*PROBLEM:*
Starting at the line that contains "Target: yellow school bus" and ending at the line that contains "Target: utility pole", the lines below are to be given again exactly, with nothing added.

[Saved data entries]

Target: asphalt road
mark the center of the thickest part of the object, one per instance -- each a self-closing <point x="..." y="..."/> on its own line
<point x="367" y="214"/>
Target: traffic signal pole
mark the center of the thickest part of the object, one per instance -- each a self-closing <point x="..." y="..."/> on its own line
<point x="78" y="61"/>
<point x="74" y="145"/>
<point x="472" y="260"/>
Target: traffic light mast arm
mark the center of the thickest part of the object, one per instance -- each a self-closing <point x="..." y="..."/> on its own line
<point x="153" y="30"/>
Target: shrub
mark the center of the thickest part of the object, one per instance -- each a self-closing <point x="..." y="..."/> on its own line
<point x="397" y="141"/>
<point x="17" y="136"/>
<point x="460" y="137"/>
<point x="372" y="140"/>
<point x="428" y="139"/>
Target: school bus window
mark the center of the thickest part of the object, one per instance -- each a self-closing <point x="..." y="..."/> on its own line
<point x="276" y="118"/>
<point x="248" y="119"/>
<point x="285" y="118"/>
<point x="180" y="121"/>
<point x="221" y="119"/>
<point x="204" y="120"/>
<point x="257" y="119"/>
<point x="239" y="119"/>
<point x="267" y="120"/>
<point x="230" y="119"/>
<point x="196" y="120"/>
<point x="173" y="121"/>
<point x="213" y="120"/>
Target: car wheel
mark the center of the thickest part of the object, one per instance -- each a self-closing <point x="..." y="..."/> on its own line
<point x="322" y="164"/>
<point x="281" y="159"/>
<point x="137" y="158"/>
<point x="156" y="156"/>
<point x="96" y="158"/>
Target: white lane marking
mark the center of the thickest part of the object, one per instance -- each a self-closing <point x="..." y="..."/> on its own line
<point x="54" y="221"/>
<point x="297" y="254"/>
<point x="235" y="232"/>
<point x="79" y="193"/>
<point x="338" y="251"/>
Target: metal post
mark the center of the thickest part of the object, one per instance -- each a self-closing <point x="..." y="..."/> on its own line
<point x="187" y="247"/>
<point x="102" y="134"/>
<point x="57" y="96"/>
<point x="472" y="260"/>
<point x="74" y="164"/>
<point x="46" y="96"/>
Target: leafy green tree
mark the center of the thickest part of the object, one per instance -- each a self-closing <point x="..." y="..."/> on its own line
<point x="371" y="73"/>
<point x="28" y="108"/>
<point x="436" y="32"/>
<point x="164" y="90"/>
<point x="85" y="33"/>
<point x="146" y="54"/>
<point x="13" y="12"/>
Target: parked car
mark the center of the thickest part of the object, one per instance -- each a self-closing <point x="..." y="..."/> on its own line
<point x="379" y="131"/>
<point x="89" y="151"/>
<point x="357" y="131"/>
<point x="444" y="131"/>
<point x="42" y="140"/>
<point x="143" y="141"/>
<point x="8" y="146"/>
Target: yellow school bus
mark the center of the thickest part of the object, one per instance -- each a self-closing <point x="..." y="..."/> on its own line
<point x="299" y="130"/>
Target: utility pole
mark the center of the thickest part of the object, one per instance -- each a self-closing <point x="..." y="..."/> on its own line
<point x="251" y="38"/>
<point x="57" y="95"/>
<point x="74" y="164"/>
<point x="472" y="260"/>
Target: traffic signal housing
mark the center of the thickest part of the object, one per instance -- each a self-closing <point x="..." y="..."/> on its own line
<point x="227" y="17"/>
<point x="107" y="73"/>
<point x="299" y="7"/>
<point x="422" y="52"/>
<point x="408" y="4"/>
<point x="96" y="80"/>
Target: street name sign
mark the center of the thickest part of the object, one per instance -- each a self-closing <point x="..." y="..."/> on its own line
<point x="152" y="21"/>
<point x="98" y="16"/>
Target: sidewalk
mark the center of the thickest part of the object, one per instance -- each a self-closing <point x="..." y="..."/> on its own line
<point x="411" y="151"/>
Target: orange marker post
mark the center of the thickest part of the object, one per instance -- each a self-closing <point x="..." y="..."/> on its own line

*ANSWER FOR THIS EXERCISE:*
Target: yellow school bus
mark the center of the thickest part of the object, one per instance -- each a self-closing <point x="..." y="..."/> on its own line
<point x="299" y="130"/>
Target: utility pole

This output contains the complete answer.